── DATA SECTION ──
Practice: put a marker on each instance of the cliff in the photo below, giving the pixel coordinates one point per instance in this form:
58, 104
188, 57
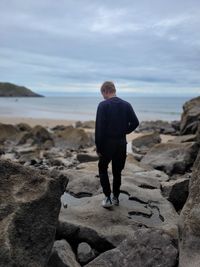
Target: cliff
12, 90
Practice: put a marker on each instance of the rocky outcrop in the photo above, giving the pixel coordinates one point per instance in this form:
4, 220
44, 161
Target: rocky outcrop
189, 224
29, 208
62, 255
143, 143
176, 191
184, 138
142, 249
172, 158
141, 202
87, 157
190, 116
85, 253
24, 127
159, 126
12, 90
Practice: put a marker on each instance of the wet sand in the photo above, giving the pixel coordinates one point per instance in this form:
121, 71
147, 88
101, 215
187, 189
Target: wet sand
52, 123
───
WHAT YOU ARE ASKED TO DO: Rewrite all of the material above, replacing every "Practice" with "Exercise" and leaving everything else unchanged. Leave the pictures out.

RESPONSE TO THIS TASK:
Exercise: put a marker on each instance of the cliff in the photo below, giving the pixel coordinates one point per instance in this form:
58, 104
188, 57
Target: cliff
12, 90
Exercise: put a marker on each instance of the rocky outcrop in the photo above, giving the pixel coordinates one point per instance in this form:
4, 220
44, 161
Target: rocky outcrop
189, 224
29, 208
62, 255
143, 143
176, 191
184, 138
142, 249
172, 158
141, 202
87, 157
190, 116
85, 253
24, 127
159, 126
12, 90
Exercise: put a marker on each instance of the wet sand in the photo above, giving the pixel coordinates one point per instance in this form:
121, 71
147, 88
101, 215
187, 189
Target: wet sand
52, 123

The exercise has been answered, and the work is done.